» 課題の指示:
1 - 腰椎麻酔に関する文章を読んで、次の問いに答えなさい。
(a) 穿刺は第何腰椎以下で行うとされているか。
(b) 麻痺の順序で最後に麻痺するのは何線維か。
(c) 術後の頭痛の原因として挙げられているものは何か。
2 - 腰椎麻酔に関する文章のうち、「2.吐き気・嘔吐→低血圧・呼吸抑制による中枢性の低酸素症・腸管の牽引」から「2~3日から10日ぐらい続く。起きると痛み、寝ると軽快する。」までの部分を、一字も変えずに書き写しなさい。

» 読解用抜粋:
腰椎麻酔(脊椎麻酔)

腰椎麻酔とは?

<適応>
 下腹部以下の手術。とくに、代謝疾患・呼吸疾患・循環器疾患などの全身
 麻酔ではその影響が心配される場合に用いる。

<分類>
 1.高位脊椎麻酔
   麻痺の高さが乳頭部まで。上腹部手術に利用。
 2.低位脊椎麻酔
   麻痺の高さが臍付近まで。骨盤内手術・虫垂切除術に利用。
   サドルブロック:麻痺領域が仙髄神経まで。会陰部の手術に利用。

<要点>
(1)体位
   両膝を抱くようにして脊柱(背骨)を十分に屈曲。
   介助者は患者の腹側に立ち、体位保持の介助をする。(大切)
(2)穿刺部位
   第2腰椎以下で行う。(脊髄の先端が第1腰椎の下端で終わる事が多く
   脊髄を損傷する恐れが少ないため。)
(3)麻痺の広がり方
   麻酔薬の比重と体位に関係。髄液の比重は1.004~1.008である。
   高比重液は低い方へ、低比重液は高い方へ移行する。
   脳に麻酔薬が移行するのを予防する事が大切。
    高比重液(1.011以上)→頭部を高く
    低比重液(1.003以下)→頭部を低く
    等比重液→髄液と比重がほぼ等しい
(4)麻痺の順序
   交感神経線維→知覚線維(痛覚・温覚・触覚)→運動線維
   痛覚が無くても触った感じが残るのは触覚線維が痛覚線維より太いため
(5)麻痺の固定
   10~15分で神経線維に吸着し、効果が固定する。

<禁忌>
 1.中枢神経系の腫瘍や炎症のある場合
 2.高度の冠動脈疾患(高血圧・心不全・動脈硬化症など)
 3.危篤なショック・敗血症・高度の脱水・貧血・高血圧・低血圧
 4.出血傾向のある場合
 5.奇形・肥満・幼児(協力が得られない)・高齢者などで穿刺困難な場合
*1~3は絶対禁忌

<利点>
 1.十分な無痛と筋弛緩がえられる
 2.産科で用いても胎児に影響なし
 3.手技が簡単
 4.器具が殆ど不要

<欠点>
 1.麻酔効果時間の制限(最高2時間程度)
 2.血圧降下・呼吸抑制・吐き気・嘔吐・術後の頭痛などが生じる事あり
 3.胸部の手術に利用できない
 4.患者は意識のある状態である(ある意味では利点ともなる)

*合併症
1.血圧降下→交感神経の遮断、骨格筋の弛緩などによって血液が末梢に停滞  
   ↓   し、静脈還流の減少と末梢血管抵抗の減少のため起こる。
  処置→点滴の確保・昇圧薬の投与・酸素吸入・頭部を低く(麻痺固定後)
2.吐き気・嘔吐→低血圧・呼吸抑制による中枢性の低酸素症・腸管の牽引
    ↓     (引っ張る事)などのため起こる。
   処置→血圧下降に準じて行う。
3.ショック→著明な低血圧・呼吸停止・意識消失(麻痺領域が非常に高位に
    ↓   なりすぎた時に起こる)
   処置→強心薬・血管収縮薬の投与・人工呼吸

<術後障害>
 1.頭痛
   2~3日から10日ぐらい続く。起きると痛み、寝ると軽快する。
   原因としては髄液圧の低下
 2.髄膜刺激症状・髄膜炎(ともにまれ)
 3.尿閉(数日で軽快)
 4.馬尾症候群
   膀胱・直腸の失禁・下肢の運動障害・会陰部・下肢の知覚障害など。

» 元データ:
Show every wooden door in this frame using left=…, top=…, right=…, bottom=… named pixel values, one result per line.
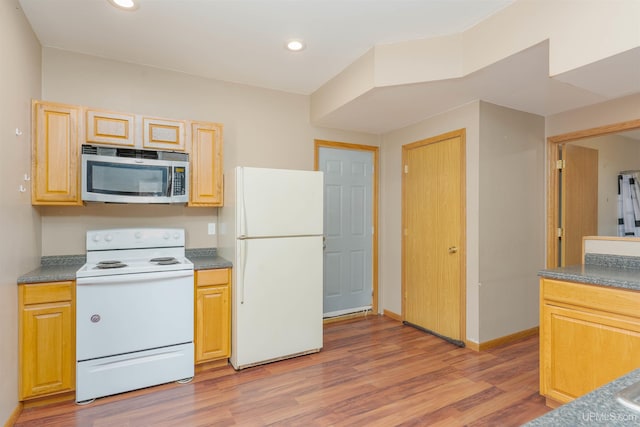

» 解答例:
1 -
(a) 第2腰椎以下
(b) 運動線維
(c) 髄液圧の低下

2 -
2.吐き気・嘔吐→低血圧・呼吸抑制による中枢性の低酸素症・腸管の牽引
    ↓     (引っ張る事)などのため起こる。
   処置→血圧下降に準じて行う。
3.ショック→著明な低血圧・呼吸停止・意識消失(麻痺領域が非常に高位に
    ↓   なりすぎた時に起こる)
   処置→強心薬・血管収縮薬の投与・人工呼吸

<術後障害>
 1.頭痛
   2~3日から10日ぐらい続く。起きると痛み、寝ると軽快する。